• [SET EXERCISE]:
Reproduce word for word the stretch of the entries below that opens with the line containing "For every instance of the paved" and closes with the final line of the entries, including both of those lines.

##### MATERIAL SUPPLIED

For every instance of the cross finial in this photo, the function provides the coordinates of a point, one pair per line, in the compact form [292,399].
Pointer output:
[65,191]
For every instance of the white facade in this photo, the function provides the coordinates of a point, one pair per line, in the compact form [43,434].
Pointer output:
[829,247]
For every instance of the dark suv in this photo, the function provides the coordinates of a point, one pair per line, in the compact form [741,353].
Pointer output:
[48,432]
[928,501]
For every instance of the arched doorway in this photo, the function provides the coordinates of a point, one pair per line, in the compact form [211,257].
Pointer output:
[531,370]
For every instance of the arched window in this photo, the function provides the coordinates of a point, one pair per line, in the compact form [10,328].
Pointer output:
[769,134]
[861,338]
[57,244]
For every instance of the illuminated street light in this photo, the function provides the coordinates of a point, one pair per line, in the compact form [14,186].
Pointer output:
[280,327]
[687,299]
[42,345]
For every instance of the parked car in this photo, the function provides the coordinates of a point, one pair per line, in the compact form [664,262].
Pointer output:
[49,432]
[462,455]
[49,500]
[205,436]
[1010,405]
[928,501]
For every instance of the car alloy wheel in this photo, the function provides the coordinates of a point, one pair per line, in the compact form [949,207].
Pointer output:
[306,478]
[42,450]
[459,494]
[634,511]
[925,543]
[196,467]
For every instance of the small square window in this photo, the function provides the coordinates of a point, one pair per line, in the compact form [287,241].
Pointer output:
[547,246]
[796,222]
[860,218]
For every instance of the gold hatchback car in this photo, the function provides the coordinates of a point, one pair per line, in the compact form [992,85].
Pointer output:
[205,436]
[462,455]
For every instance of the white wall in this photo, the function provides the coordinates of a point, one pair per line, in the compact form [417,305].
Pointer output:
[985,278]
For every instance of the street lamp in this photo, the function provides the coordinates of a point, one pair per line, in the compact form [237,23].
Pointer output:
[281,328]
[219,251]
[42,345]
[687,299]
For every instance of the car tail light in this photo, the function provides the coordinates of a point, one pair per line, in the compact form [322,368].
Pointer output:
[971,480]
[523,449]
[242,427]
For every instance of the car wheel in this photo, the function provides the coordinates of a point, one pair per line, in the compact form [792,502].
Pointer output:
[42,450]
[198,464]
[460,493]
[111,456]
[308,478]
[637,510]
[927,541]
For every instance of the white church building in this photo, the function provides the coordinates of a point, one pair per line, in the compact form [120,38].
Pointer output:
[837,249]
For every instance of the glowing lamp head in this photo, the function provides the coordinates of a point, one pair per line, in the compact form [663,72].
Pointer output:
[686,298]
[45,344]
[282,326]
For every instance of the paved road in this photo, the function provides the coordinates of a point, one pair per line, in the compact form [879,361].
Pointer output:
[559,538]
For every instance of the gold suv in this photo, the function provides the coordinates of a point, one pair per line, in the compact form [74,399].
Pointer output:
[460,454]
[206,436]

##########

• [THE OUTPUT]:
For every instance of the paved road in this photo, the function provides the coordinates of a point, one pair per line, in the compact form [879,361].
Pointer output:
[559,538]
For every instance of the gold suv in this photo, the function provides the coordinates of a point, one pair per line, in the compact form [74,399].
Pointer output:
[460,454]
[206,436]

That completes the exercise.